TASK TO CARRY OUT - In the lines below, look for "tree". Copy each line where it appears.
(THE DATA)
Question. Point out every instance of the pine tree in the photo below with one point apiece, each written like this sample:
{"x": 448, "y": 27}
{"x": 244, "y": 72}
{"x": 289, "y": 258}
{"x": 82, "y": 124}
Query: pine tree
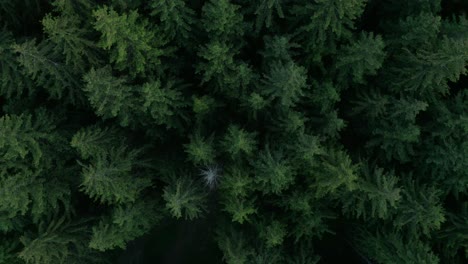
(End THE DATA)
RESPONSE -
Question. Point out every instance of the pine tree in the photo below with one point apiece, each written like this sample:
Query: pine tree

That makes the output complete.